= Stated problem =
Go through the records underneath and write each one out again exactly.

"""

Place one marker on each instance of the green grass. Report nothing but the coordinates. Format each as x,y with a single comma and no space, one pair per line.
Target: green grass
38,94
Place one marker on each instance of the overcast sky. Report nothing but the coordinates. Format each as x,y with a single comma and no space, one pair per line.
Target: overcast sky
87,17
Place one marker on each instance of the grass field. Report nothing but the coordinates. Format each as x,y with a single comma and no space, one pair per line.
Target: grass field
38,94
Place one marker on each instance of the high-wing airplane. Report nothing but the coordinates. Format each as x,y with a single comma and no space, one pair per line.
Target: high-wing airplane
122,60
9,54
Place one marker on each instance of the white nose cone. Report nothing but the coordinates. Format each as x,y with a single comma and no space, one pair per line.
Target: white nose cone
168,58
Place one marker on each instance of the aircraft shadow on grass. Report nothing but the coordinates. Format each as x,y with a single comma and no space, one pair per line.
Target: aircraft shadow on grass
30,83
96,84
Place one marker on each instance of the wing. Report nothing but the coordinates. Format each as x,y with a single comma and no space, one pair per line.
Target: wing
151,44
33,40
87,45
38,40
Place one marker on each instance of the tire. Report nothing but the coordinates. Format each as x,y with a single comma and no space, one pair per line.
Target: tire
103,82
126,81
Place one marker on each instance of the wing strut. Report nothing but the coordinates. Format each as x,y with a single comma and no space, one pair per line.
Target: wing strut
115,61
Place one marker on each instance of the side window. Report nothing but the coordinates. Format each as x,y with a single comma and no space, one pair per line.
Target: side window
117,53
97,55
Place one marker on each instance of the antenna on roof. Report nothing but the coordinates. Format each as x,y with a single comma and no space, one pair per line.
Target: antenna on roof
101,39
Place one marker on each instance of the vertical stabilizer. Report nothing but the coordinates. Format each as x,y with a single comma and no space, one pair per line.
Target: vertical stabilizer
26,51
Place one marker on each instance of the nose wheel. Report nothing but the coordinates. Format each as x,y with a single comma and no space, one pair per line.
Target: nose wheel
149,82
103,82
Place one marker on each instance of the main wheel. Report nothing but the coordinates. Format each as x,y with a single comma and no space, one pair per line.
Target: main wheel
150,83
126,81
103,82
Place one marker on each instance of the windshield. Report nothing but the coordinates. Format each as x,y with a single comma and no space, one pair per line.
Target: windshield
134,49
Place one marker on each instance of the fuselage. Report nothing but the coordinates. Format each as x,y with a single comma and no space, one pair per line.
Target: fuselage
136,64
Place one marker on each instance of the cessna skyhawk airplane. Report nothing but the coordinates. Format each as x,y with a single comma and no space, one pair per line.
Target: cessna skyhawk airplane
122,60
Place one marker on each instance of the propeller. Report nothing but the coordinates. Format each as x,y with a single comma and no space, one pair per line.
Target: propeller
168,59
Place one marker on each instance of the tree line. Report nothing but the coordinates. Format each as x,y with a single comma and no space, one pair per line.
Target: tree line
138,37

"""

= Answer to the exercise =
Place one marker on each instance of the green grass. Report nothing but the coordinates. Format each as x,y with a single comma and no space, one pair per line.
Target: green grass
38,94
Place one marker on each instance of the overcast sky. Report nothing but the coordinates. Format each as x,y with a single comma and no space, one pair per line.
Target: overcast sky
87,17
Place one marker on each instance of the grass field. Report nothing but the coordinates. Format each as x,y with a single comma and no space, one pair per line.
Target: grass field
38,94
Place one marker on each instance of the high-wing airplane. Report nothing but the coordinates. Format each as x,y with a single comma and no space, one pair per line.
Target: high-wing airplane
122,60
9,54
Place one marker on each instance of the white nose cone. Report nothing but the coordinates. Format each as x,y with a single comma and no space, one pair per line.
Target: white nose cone
168,58
Place one marker on each instance of the aircraft shadow on grass. Report nothing but the coordinates. Format each as x,y with a single comma and no space, one pair per line.
Target: aircraft shadow on grass
30,83
96,84
Place one marker on each instance of the wing. Report nothing but the coordinates. Format each as x,y with a single comma and no space, one pair per line.
Target: wing
151,44
33,40
87,45
38,40
Place one marker on each instance of the tire. Report nothing but the coordinates. Format each as x,y with a single comma and no space, one pair per line.
Target: tire
103,82
126,81
Place one marker on each instance of the wing strut. Report nothing but the coordinates. Format each as x,y with a single comma and no space, one pair per line.
Target: wing strut
115,61
Place one marker on each instance of the side window. Report nothing but the coordinates. Format each as x,y with a single comma and no space, one pair per line.
Target: side window
117,53
97,55
Place one marker on each instance of the antenna on roof. Report nothing but the coordinates. Format each as x,y with a single comma and no space, one pair per line.
Target: antenna on roof
101,39
Place one marker on each instance of the vertical stabilizer. Report nothing but the coordinates. Format each as x,y with a single comma and no space, one pair per line.
Target: vertical stabilizer
26,51
Place one marker on each instance of the nose wheel. Report nothing but the coordinates. Format each as x,y with a single comma and no space, one pair per line.
Target: nose wheel
149,82
103,82
Place one marker on each instance of the main wheel. Report nothing but the coordinates. Format each as x,y with a single comma and no space, one pair per line.
Target: main wheel
150,83
126,81
103,82
Place one marker on each instance of the windshield. Report nothing but the coordinates. Format each as x,y with a single comma and no space, one pair per line.
Target: windshield
134,49
Place one marker on each instance of the fuselage. Report nothing but the coordinates. Format each as x,y with a single comma and no space, one pair per line.
Target: fuselage
136,64
Place one marker on each instance of the cessna skyhawk airplane. Report nothing but the coordinates. Format each as x,y with a single comma and no space, one pair per line.
Target: cessna skyhawk airplane
122,60
Place one marker on each instance of the propeller. Report nothing but the coordinates. Format each as x,y with a single comma and no space, one pair per line.
Target: propeller
168,59
Place one marker on each instance of the tree line. Report nothing but the coordinates. Format each as x,y with a single comma and no space, one pair per line.
Target: tree line
138,37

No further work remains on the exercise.